> _WRITTEN TASK_
Copy the commentary passage on Samuel's appearance at Endor word for word, from "2. This interpretation" up to and including "earliest Christian fathers.".

> _PASSAGE SHOWN_
3. Proof that the God of Israel overruled all agencies of evil. It is
indeed a mysterious thing, and unexampled, that the holy Jehovah should be a
party in a scene like this. The same sovereign authority laid hold on Balaam,
and made the bad man a true prophet.
4. An exhibition of important facts from the spiritual world. The
existence of the soul after death; the continuance of all its powers, and among
them memory--stored with the recollections of the past; the perpetuation of
moral and spiritual character. (P. Richardson, B. A.)
The appearance of Samuel to Saul at Endor
There has been a great variety of sentiments among the learned and
very different accounts have been given of this famed adventure.
I. The truth of
the case. Some have thought that there was nothing more in it than trick and
legerdemain, whereby a cunning woman imposed upon Soul’s credulity. But this
opinion is highly improbable. For, if the woman had the sole conducting of that
affair, intending only to impose upon Saul, she would most undoubtedly have
contrived to make the pretended Samuel’s answer as agreeable and pleasing to
the King as possible, and that for her own sake especially; for fear of
offending Saul, and to save her own life, as well as to procure from Him the
larger gratuity. For it must be observed further, that what was here spoken as
from Samuel was really prophetic, and was punctually fulfilled a few days
after. None but God Himself could have revealed the secret. And how unlikely is
it that God should make use of this sorceress as a prophetess, and should give
her the honour of revealing his counsels. For these reasons, we may presume to
think and judge that the matter here related was not all a mere juggle or
contrivance of an artful woman, but something more. There was most certainly an
apparition in the ease, either of Samuel’s ghost, or of some other spirit
personating Samuel. I incline to think that Samuel really appeared. The reasons
for this interpretation are as follow:--
1. This method of proceeding is very conformable to what God had been
pleased to do before, in other cases of like nature. As Balak had recourse to
sorceries and divinations in hopes to procure some relief, or fair promises at
least from them. In like manner when King Ahaziah had sent to consult
Beelzebub, the demon of Ekron, to know whether he should recover of the
sickness he then lay under, hoping, no doubt, to obtain a favourable answer
there, as probably he might have done; God Himself took care to anticipate the
answer by Elijah the Prophet, who assured the messengers, meeting them by the
way, that their master Ahaziah should not recover, but should surely die. Thus
probably was it in the case of Saul.
2. This interpretation is plain and natural, and least forced of any,
agreeing well with the words of the text. The story is here told in such a way
as one would expect to find, upon the supposition it really was Samuel. So that
if we consider the letter of the text, and the most obvious and natural
construction of it we shall be obliged to confess that the apparition was
really Samuel and no other.
3. This construction is very ancient, the most ancient of any; and
seems indeed to have been the general persuasion of the Jewish Church long
before the coming of Christ. (Sirach 46:20). In the same sentiments was
Josephus the Jewish historian, who lived in the apostle’s times; and thus
thought many of the earliest Christian fathers.
II. Objections
answered. It is objected that the text speaks of bringing up Samuel as it were
out of the ground; whereas, if it had been Samuel, he should rather have come
down from heaven. But the true reason why Samuel is represented as being
brought up is because his body was under ground, to which his soul was still
conceived to bear a relation; and it was upon this chiefly, that the popular
prevailing notion of all separate souls being in the heart of the earth, was
founded.

> _RECORD SET_
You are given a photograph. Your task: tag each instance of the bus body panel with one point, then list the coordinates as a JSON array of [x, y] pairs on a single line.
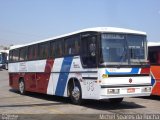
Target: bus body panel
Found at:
[[102, 60], [155, 79], [45, 75]]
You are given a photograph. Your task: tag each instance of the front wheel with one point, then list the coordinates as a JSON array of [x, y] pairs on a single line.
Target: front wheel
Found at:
[[75, 93], [22, 87], [115, 100]]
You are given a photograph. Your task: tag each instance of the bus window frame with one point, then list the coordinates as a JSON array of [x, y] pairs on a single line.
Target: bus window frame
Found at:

> _TASK ANSWER_
2. This interpretation is plain and natural, and least forced of any,
agreeing well with the words of the text. The story is here told in such a way
as one would expect to find, upon the supposition it really was Samuel. So that
if we consider the letter of the text, and the most obvious and natural
construction of it we shall be obliged to confess that the apparition was
really Samuel and no other.
3. This construction is very ancient, the most ancient of any; and
seems indeed to have been the general persuasion of the Jewish Church long
before the coming of Christ. (Sirach 46:20). In the same sentiments was
Josephus the Jewish historian, who lived in the apostle’s times; and thus
thought many of the earliest Christian fathers.